> **EXCERPTED PASSAGE**:
--------------------

In direct response to EAB, the State of Connecticut has issued a regulation that all individuals who transport firewood must have documentation accompanying that firewood.  The easiest way to meet this legal requirement is through a Self-Issued Firewood Transportation Certificate.  
 
Further details regarding EAB regulations and the quarantine are available on the Connecticut Agricultural Experiment Station EAB Page.
 

 
Because of the potential role that firewood could play in spreading EAB and other invasive insects, Connecticut has established specific responsibilities for those who sell firewood.  These responsibilities include requiring that any firewood dealer know the geographic source of any firewood that he or she is selling, and that dealers know whether any firewood from out of state meets the requirements established by USDA Animal and Plant Health Inspection Service and the CT Agricultural Experiment Station.
 
Restrictions are also in place regarding the movement of firewood out of Connecticut.  APHIS is very concerned about the movement of firewood from an infested area to any non-infested areas, while individual states may have restrictions on the transport of firewood into the state.  Firewood dealers should be aware of these rules.

--------------------

> **DATASET**:
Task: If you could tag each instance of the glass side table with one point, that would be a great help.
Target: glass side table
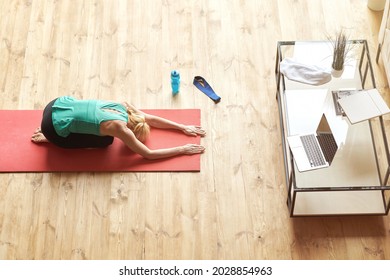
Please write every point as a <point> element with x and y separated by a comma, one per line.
<point>357,181</point>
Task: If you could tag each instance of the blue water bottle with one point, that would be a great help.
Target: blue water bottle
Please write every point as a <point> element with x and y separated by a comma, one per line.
<point>175,82</point>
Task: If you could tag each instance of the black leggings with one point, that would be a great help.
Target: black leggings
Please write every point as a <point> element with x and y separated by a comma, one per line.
<point>73,140</point>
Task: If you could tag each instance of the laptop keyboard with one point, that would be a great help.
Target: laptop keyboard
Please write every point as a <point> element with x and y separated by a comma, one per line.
<point>312,150</point>
<point>328,145</point>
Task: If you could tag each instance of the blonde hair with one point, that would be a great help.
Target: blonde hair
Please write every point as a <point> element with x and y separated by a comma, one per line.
<point>136,122</point>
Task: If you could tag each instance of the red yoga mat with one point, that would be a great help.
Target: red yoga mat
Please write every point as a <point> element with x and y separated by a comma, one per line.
<point>19,154</point>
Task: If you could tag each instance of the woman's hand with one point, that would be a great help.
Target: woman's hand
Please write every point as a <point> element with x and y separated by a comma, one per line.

--------------------

> **STATED TASK**: Please answer from the Connecticut firewood passage: what is the easiest way to meet the state's requirement that transported firewood have documentation?

> **FINISHED TASK**: A Self-Issued Firewood Transportation Certificate.